* _PROBLEM TO SOLVE_
The line containing "Given the image above, detect tree and" marks the end: copy exactly every line from the start of the records below up to and including it, leaving out pictures.

* _SUPPLIED DATA_
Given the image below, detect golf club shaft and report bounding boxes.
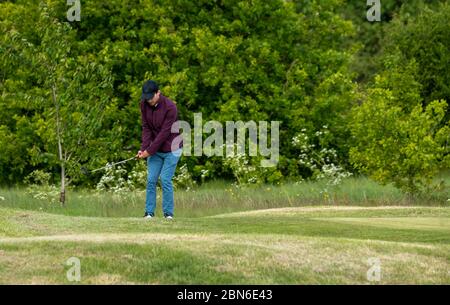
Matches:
[90,156,137,173]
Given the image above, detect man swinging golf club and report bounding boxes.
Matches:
[136,80,183,219]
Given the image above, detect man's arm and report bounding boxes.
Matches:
[140,102,152,152]
[146,105,177,155]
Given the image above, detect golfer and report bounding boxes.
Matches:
[137,80,183,219]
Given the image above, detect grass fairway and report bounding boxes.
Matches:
[0,205,449,284]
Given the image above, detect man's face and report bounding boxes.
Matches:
[147,90,160,106]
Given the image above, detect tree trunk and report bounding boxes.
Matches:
[52,85,66,206]
[60,163,65,205]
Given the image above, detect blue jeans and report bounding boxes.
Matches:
[145,148,182,216]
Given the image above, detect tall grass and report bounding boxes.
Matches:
[0,174,448,218]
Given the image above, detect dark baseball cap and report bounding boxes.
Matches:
[141,80,159,101]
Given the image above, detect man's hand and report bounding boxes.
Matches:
[137,150,150,159]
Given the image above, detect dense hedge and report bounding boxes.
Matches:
[0,0,448,195]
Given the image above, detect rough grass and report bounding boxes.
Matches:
[0,205,449,284]
[0,175,448,218]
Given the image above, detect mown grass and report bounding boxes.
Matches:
[0,205,449,284]
[0,176,449,284]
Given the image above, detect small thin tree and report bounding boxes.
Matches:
[2,3,113,205]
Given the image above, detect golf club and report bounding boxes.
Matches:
[81,156,138,176]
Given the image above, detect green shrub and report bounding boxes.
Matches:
[350,84,449,196]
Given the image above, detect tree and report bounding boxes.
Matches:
[1,2,113,203]
[379,2,450,109]
[350,73,449,196]
[349,3,450,197]
[1,0,359,185]
[338,0,446,83]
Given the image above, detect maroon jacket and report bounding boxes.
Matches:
[140,94,183,155]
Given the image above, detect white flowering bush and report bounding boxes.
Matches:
[173,163,197,190]
[95,158,198,193]
[200,169,209,183]
[95,157,151,194]
[223,151,260,186]
[292,126,352,188]
[96,164,132,194]
[220,143,259,186]
[221,143,283,186]
[127,160,148,189]
[24,170,59,203]
[317,163,353,186]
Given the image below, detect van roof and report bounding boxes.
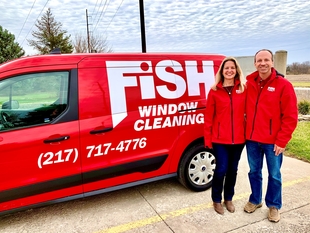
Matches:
[0,53,225,76]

* _WRITTEN ANSWER_
Given the image below, detect golf club shaft and report bounding boxes.
Matches:
[90,156,137,173]
Given the image above, detect man swinging golf club and report bounding boxes.
Matches:
[136,80,183,219]
Given the image above, detect man's arm and report bounding boxes.
Matches:
[140,102,152,152]
[146,105,177,155]
Given the image above, detect golfer and report bounding boxes.
Matches:
[137,80,183,219]
Given the image above, detect grass fairway and report bounding boxes.
Matches:
[0,205,449,284]
Given the image above, detect man's face and report bounding boxes.
Matches:
[147,90,160,106]
Given the image above, detect tree trunk and report bounding boxes.
Matches:
[52,85,66,206]
[60,163,65,205]
Given the image above, detect blue jeans and report bounding boxes.
Matches:
[145,148,182,216]
Given the image above, detect tall grass and report bounding boxes.
Matches:
[0,174,448,218]
Given the image above, detect dark baseball cap and report bounding boxes.
Matches:
[141,80,159,101]
Given the image above, detect man's hand and report bounding boxes.
Matches:
[137,150,150,159]
Given the image above, detect dense hedge and report bounding boxes.
Matches:
[0,0,448,195]
Given the image above, detect rough grass and report bounding boxes.
Matches:
[0,205,449,284]
[0,175,448,218]
Given the image above, detect mown grass and report bounding boxes.
Matches:
[0,205,449,284]
[0,176,449,284]
Given the image above, detect small thin tree and report bounding boxes.
Matches:
[2,3,113,205]
Given the image above, detect golf club and report bounding boxes.
Matches:
[81,156,138,176]
Given the image above, detect green shrub and report bounding boxes.
Matches:
[350,84,449,196]
Given the image above, detect tree and report bounding boxes.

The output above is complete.